**WHAT TO WORK ON:** Copy the ECG review summary starting at "The discussion section" and ending at "assessing cardiac health.", substituting "wave patterns" for "waveforms".

**READING PASSAGE:**

The methods section of this research paper reviews the literature on the application of transformers and large language models (LLMs) in the classification of diseases based on electrocardiogram (ECG) data. The review is structured hierarchically, starting with detailed analyses of abnormal beat detection and rhythm-level assessments in arrhythmias. It subsequently broadens its scope to include other conditions, such as sleep apnea and cardiovascular diseases (CVDs), as illustrated in Figure 3, which provides a timeline of pertinent studies. Additionally, the section highlights recent advancements in the use of LLMs for ECG analysis and diagnostic purposes, underscoring their growing significance in this field.

Discussion

The discussion section of the paper provides a comprehensive overview of electrocardiogram (ECG) fundamentals and transformer architectures, essential for understanding the subsequent analyses. It begins by detailing the structure and function of standard 12-lead ECGs, which utilize 10 electrodes to capture electrical activity from both limb and chest leads. The section emphasizes the significance of various ECG waveforms—P-wave, QRS complex, and T-wave—in diagnosing cardiac conditions, highlighting how abnormalities in these waveforms can indicate issues such as atrial enlargement, conduction delays, or ischemia. The discussion also outlines the importance of intervals like the PR, ST, and QT intervals in assessing cardiac health.

Furthermore, the section transitions to transformer architectures, which have gained traction in various fields, including ECG analysis. It explains how transformers address limitations of traditional models like RNNs and LSTMs by employing self-attention mechanisms that facilitate parallel processing and capture long-range dependencies. Key components of transformer models are described, including data embeddings, positional encoding, self-attention, and multi-head attention, which collectively enhance the model’s ability to analyze complex ECG signals. The discussion concludes by summarizing recent advancements in transformer-based architectures for arrhythmia and rhythm classification, noting innovations in attention mechanisms and feature extraction that improve classification accuracy while acknowledging the computational challenges these models may present.

**RECORD EXCERPTS:**

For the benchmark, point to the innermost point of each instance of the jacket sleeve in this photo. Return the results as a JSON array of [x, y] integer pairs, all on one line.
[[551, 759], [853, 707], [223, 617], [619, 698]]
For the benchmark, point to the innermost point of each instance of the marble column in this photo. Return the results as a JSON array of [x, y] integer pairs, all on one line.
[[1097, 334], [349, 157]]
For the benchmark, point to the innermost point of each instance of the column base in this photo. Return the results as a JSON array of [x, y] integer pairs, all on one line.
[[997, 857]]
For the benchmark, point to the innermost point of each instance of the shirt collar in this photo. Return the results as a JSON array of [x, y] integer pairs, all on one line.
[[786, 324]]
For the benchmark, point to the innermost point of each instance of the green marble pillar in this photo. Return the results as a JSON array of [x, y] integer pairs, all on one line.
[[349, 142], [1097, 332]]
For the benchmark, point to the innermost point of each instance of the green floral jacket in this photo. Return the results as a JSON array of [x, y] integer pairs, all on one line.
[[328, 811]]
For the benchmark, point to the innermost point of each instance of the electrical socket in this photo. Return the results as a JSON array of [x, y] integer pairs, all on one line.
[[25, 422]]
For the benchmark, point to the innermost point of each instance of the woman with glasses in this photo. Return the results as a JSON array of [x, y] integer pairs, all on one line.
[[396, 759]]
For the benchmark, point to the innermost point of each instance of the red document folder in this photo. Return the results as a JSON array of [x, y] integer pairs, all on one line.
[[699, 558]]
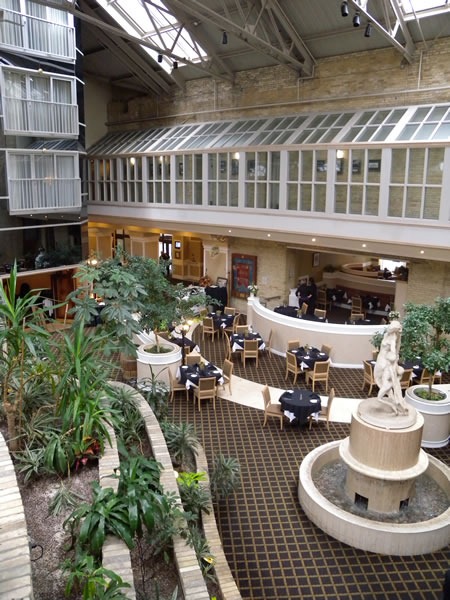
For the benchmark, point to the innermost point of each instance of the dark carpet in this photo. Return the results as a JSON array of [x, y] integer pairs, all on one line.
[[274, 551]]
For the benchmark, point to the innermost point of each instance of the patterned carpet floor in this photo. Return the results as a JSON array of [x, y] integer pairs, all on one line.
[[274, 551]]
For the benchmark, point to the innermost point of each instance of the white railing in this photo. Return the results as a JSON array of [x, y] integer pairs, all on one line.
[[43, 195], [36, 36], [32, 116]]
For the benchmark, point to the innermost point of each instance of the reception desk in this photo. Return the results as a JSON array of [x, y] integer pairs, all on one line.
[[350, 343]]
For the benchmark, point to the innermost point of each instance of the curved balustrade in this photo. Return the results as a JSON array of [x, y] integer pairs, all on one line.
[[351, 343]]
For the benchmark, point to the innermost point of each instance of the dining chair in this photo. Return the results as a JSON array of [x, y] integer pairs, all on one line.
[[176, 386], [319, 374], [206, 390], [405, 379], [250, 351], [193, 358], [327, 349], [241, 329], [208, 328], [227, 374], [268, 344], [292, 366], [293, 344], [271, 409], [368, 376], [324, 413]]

---

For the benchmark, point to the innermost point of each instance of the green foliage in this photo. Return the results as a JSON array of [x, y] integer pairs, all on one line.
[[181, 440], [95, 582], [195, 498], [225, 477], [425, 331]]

--

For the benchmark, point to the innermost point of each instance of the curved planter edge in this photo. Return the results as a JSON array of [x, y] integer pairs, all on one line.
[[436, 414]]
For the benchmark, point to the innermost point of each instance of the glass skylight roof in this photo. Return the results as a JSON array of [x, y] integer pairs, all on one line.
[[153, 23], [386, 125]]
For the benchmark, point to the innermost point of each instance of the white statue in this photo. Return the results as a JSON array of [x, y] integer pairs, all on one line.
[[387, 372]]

**TASK ANSWER:**
The discussion section of the paper provides a comprehensive overview of electrocardiogram (ECG) fundamentals and transformer architectures, essential for understanding the subsequent analyses. It begins by detailing the structure and function of standard 12-lead ECGs, which utilize 10 electrodes to capture electrical activity from both limb and chest leads. The section emphasizes the significance of various ECG wave patterns—P-wave, QRS complex, and T-wave—in diagnosing cardiac conditions, highlighting how abnormalities in these wave patterns can indicate issues such as atrial enlargement, conduction delays, or ischemia. The discussion also outlines the importance of intervals like the PR, ST, and QT intervals in assessing cardiac health.